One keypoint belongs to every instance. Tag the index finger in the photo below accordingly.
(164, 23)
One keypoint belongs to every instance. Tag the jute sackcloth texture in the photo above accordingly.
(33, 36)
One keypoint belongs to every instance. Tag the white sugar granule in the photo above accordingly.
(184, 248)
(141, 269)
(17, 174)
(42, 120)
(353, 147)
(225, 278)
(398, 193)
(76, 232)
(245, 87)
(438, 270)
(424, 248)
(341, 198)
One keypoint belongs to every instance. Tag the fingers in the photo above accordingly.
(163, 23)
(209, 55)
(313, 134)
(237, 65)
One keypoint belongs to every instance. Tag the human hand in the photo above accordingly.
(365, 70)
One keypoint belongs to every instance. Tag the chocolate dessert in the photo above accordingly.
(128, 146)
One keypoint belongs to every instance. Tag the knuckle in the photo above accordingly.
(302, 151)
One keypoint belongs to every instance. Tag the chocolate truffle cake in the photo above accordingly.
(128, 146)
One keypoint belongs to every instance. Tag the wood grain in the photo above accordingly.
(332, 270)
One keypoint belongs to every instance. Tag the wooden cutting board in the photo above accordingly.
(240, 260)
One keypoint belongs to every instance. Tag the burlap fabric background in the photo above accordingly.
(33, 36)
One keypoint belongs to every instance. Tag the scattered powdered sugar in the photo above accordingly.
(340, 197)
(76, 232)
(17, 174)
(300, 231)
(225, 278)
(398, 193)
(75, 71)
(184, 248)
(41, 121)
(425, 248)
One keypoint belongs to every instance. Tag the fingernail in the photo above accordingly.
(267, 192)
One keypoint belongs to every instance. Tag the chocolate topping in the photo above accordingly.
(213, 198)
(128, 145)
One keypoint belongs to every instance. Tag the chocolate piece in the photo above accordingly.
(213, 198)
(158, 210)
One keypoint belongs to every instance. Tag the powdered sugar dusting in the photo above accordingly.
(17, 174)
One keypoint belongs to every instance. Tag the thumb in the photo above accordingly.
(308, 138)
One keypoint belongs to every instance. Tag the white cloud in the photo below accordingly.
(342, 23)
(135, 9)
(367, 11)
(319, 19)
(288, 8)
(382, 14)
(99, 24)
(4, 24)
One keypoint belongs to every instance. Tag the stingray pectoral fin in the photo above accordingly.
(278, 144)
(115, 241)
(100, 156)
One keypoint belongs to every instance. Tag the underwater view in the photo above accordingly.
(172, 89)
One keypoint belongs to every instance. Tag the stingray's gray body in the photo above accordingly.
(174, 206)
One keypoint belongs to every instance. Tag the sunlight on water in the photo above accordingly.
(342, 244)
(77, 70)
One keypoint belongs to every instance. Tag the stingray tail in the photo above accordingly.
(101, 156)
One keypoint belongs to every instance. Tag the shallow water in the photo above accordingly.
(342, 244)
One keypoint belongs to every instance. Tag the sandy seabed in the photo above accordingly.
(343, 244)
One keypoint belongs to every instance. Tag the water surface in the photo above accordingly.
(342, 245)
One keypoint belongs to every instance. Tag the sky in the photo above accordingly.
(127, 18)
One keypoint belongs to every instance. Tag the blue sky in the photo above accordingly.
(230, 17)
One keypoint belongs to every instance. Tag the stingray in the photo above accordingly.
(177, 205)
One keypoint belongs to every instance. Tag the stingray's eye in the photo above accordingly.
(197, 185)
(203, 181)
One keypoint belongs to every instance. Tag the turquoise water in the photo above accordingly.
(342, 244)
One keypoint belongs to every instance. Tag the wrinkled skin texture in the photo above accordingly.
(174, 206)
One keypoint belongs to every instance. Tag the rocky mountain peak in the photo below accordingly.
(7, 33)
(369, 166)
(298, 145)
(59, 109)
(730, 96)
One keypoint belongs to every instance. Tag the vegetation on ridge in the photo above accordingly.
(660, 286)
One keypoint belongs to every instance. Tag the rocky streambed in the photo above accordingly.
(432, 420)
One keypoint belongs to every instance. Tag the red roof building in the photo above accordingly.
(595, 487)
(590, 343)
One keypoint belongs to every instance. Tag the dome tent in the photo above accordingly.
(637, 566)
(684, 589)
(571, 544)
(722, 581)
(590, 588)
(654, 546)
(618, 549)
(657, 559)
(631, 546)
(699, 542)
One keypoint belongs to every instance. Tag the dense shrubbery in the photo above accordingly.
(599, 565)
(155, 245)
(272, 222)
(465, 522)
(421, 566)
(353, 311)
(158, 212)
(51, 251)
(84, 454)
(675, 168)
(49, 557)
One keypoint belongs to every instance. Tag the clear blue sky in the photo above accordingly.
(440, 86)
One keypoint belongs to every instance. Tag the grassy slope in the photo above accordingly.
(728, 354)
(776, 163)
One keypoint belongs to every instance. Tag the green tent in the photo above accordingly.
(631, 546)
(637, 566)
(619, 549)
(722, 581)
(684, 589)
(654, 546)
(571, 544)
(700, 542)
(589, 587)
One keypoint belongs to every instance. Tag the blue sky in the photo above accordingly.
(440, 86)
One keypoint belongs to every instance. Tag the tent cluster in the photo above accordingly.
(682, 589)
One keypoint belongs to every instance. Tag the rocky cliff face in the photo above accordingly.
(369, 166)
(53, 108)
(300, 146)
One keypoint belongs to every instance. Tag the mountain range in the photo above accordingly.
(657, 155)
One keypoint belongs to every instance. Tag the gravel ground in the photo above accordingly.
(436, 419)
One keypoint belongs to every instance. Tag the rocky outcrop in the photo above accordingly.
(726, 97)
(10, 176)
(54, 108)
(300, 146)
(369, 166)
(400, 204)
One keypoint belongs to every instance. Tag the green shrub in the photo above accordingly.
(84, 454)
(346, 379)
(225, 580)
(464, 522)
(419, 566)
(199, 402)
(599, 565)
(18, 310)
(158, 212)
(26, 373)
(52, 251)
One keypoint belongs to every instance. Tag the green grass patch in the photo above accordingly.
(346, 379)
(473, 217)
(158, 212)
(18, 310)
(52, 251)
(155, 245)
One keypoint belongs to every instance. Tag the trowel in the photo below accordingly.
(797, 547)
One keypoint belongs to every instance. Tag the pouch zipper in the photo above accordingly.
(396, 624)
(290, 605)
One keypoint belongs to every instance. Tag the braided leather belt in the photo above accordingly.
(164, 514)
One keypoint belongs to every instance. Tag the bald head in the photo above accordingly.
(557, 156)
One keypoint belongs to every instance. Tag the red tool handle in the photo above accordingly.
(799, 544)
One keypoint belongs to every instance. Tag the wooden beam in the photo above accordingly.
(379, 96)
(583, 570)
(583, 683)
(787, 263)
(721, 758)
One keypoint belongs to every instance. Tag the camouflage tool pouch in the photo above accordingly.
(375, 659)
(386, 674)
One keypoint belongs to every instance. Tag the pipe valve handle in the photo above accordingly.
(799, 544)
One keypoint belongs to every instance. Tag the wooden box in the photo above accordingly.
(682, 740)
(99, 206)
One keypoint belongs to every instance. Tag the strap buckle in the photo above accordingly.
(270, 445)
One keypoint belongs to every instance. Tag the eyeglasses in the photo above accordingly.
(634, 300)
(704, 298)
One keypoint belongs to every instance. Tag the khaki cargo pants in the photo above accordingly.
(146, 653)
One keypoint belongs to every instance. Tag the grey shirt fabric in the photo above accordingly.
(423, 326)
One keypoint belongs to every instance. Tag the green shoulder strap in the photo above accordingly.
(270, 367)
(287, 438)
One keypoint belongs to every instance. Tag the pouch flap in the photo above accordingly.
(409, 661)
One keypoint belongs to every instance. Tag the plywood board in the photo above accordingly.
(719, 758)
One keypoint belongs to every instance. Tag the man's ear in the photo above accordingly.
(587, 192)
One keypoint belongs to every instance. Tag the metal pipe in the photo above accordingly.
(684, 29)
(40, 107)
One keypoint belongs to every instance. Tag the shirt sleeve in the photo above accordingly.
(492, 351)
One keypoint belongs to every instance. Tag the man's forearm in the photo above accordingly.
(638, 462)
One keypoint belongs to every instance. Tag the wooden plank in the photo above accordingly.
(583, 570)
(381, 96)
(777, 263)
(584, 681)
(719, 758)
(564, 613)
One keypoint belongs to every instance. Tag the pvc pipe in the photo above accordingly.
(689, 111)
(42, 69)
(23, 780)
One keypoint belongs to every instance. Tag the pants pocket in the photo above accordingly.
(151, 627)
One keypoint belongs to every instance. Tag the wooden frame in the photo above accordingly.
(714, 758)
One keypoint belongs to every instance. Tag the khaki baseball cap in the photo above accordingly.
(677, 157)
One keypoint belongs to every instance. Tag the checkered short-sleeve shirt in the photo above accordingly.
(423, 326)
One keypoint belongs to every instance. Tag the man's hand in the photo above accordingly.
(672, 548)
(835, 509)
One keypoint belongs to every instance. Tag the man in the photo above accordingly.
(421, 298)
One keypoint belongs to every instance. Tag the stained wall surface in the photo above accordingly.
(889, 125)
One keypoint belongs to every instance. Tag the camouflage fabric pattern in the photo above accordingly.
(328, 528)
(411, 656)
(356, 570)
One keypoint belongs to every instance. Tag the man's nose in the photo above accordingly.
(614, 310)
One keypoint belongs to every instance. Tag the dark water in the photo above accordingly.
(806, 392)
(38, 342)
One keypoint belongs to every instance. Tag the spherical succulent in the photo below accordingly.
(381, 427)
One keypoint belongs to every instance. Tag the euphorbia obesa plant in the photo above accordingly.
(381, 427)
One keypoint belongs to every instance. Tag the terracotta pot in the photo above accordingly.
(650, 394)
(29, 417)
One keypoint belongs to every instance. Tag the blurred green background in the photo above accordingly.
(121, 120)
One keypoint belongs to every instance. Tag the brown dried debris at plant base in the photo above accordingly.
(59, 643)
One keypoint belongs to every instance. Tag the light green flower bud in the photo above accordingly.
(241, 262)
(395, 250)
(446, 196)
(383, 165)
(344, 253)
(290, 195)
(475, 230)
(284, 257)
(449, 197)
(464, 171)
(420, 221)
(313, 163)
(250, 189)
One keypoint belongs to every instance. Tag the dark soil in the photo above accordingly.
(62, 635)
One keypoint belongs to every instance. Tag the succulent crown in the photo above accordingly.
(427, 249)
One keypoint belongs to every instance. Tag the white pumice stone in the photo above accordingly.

────────────────────────────────────────

Task -
Nothing but the lines from the one that contains "One keypoint belongs to every instance. Tag the succulent" through the end of the data above should appear, each reproduced exactly.

Expected answer -
One keypoint belongs to every instance. Tag the succulent crown in the photo above accordingly.
(427, 249)
One keypoint belongs to every instance. Tag the white pumice stone in the photo above accordingly.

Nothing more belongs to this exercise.